* Work required
Could you return all of the lines below unchanged, character for character?

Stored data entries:
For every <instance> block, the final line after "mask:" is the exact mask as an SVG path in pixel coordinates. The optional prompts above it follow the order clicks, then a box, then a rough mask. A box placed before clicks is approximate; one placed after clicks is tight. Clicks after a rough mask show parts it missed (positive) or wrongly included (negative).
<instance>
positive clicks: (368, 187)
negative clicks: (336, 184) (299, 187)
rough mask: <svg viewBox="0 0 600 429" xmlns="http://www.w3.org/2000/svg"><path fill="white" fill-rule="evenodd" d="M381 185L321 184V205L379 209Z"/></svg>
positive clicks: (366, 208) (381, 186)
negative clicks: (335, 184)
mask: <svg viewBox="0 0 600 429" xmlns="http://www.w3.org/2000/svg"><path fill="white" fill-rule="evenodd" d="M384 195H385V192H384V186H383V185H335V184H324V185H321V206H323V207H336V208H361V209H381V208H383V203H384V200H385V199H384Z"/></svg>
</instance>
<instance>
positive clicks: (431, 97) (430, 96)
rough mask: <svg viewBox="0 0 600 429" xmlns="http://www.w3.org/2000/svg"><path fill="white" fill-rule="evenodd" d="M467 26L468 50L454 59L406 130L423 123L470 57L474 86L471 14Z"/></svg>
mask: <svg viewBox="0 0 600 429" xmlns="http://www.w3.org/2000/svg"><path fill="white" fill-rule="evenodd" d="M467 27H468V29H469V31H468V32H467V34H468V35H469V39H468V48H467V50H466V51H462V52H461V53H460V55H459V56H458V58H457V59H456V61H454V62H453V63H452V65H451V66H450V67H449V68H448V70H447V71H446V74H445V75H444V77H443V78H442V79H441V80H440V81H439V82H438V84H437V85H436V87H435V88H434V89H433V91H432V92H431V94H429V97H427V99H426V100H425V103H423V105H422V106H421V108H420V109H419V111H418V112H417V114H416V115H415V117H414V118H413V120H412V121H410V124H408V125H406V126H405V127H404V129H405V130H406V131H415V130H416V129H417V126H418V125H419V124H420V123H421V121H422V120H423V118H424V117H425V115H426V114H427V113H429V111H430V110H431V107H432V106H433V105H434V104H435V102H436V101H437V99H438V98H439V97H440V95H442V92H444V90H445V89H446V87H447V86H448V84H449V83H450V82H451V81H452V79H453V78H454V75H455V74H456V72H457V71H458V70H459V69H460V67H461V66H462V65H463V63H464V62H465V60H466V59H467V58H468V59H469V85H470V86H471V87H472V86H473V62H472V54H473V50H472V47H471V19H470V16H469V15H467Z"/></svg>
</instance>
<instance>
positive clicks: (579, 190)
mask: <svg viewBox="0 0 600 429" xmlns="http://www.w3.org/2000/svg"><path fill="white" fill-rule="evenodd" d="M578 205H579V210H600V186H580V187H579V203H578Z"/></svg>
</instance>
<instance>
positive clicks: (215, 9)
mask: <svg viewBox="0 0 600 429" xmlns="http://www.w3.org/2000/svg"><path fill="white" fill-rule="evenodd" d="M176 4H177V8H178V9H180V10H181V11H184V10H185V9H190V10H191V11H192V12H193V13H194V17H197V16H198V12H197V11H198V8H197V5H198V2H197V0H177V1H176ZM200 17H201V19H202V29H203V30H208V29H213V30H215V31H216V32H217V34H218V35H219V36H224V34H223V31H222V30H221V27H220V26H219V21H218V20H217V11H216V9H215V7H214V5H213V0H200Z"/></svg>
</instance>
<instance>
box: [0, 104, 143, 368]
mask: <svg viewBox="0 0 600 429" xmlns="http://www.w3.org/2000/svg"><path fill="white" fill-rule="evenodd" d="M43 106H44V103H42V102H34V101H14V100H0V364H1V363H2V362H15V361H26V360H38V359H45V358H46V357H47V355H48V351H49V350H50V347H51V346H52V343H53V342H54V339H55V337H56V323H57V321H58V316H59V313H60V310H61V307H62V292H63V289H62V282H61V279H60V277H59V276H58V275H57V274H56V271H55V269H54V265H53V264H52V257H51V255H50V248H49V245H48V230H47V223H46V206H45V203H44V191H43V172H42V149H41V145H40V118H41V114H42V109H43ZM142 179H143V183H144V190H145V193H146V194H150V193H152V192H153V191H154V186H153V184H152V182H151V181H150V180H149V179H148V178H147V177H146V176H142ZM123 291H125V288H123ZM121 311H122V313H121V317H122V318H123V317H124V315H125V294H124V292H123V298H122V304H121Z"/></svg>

* Response for this exercise
For every <instance> block, the final line after "mask:" is the exact mask as an SVG path in pixel coordinates. The optional prompts above it follow the order clicks, then a box, then a rough mask. A box placed before clicks is approximate; one placed after clicks is tight. Clicks after a rough mask show parts it missed (positive) or wrongly included (negative).
<instance>
positive clicks: (368, 187)
negative clicks: (336, 184) (299, 187)
rough mask: <svg viewBox="0 0 600 429" xmlns="http://www.w3.org/2000/svg"><path fill="white" fill-rule="evenodd" d="M381 185L321 184V205L379 209Z"/></svg>
positive clicks: (366, 208) (381, 186)
negative clicks: (335, 184)
mask: <svg viewBox="0 0 600 429" xmlns="http://www.w3.org/2000/svg"><path fill="white" fill-rule="evenodd" d="M384 195H385V192H384V186H383V185H335V184H324V185H321V206H323V207H336V208H361V209H381V208H383V203H384V200H385V199H384Z"/></svg>
</instance>
<instance>
positive clicks: (431, 97) (430, 96)
rough mask: <svg viewBox="0 0 600 429" xmlns="http://www.w3.org/2000/svg"><path fill="white" fill-rule="evenodd" d="M467 26L468 50L454 59L406 130L423 123L470 57L474 86L471 14Z"/></svg>
mask: <svg viewBox="0 0 600 429" xmlns="http://www.w3.org/2000/svg"><path fill="white" fill-rule="evenodd" d="M467 27H468V29H469V31H468V32H467V34H468V35H469V39H468V48H467V50H466V51H462V52H461V53H460V55H459V56H458V58H457V59H456V61H454V62H453V63H452V65H451V66H450V67H449V68H448V70H447V71H446V74H445V75H444V77H443V78H442V79H441V80H440V81H439V82H438V84H437V85H436V87H435V88H434V89H433V91H432V92H431V94H429V97H427V99H426V100H425V103H423V105H422V106H421V108H420V109H419V111H418V112H417V114H416V115H415V117H414V118H413V120H412V121H410V124H408V125H406V126H405V127H404V129H405V130H406V131H415V130H416V129H417V126H418V125H419V124H420V123H421V121H422V120H423V118H424V117H425V115H426V114H427V113H429V111H430V110H431V107H432V106H433V105H434V104H435V102H436V101H437V99H438V98H439V97H440V95H442V92H444V90H445V89H446V87H447V86H448V84H449V83H450V82H451V81H452V79H453V78H454V75H455V74H456V72H457V71H458V70H459V69H460V67H461V66H462V65H463V63H464V62H465V60H466V59H467V58H468V59H469V85H470V86H471V87H472V86H473V62H472V54H473V50H472V47H471V19H470V16H469V15H467Z"/></svg>
</instance>
<instance>
positive clicks: (579, 190)
mask: <svg viewBox="0 0 600 429" xmlns="http://www.w3.org/2000/svg"><path fill="white" fill-rule="evenodd" d="M578 205H579V210H600V186H580V187H579V203H578Z"/></svg>
</instance>
<instance>
positive clicks: (215, 9)
mask: <svg viewBox="0 0 600 429" xmlns="http://www.w3.org/2000/svg"><path fill="white" fill-rule="evenodd" d="M176 4H177V8H178V9H180V10H181V11H184V10H185V9H190V10H191V11H192V12H193V13H194V17H197V16H198V12H197V11H198V8H197V5H198V2H197V0H177V1H176ZM200 17H201V19H202V29H203V30H208V29H213V30H215V31H216V32H217V34H218V35H219V36H224V34H223V31H222V30H221V27H220V26H219V21H218V20H217V11H216V9H215V7H214V5H213V0H200Z"/></svg>
</instance>
<instance>
box: [0, 104, 143, 368]
mask: <svg viewBox="0 0 600 429" xmlns="http://www.w3.org/2000/svg"><path fill="white" fill-rule="evenodd" d="M43 106H44V103H42V102H34V101H14V100H0V364H1V363H2V362H15V361H26V360H38V359H45V358H46V357H47V355H48V351H49V350H50V347H51V346H52V343H53V342H54V339H55V337H56V323H57V321H58V316H59V313H60V310H61V307H62V292H63V289H62V282H61V279H60V277H59V276H58V275H57V274H56V271H55V269H54V265H53V264H52V257H51V255H50V248H49V245H48V230H47V223H46V206H45V203H44V191H43V172H42V149H41V145H40V118H41V114H42V109H43ZM142 179H143V183H144V190H145V193H146V194H150V193H152V192H153V191H154V186H153V184H152V182H151V181H150V180H149V179H148V178H147V177H146V176H142ZM123 291H125V288H123ZM121 311H122V313H121V317H122V318H123V317H124V315H125V294H124V292H123V298H122V304H121Z"/></svg>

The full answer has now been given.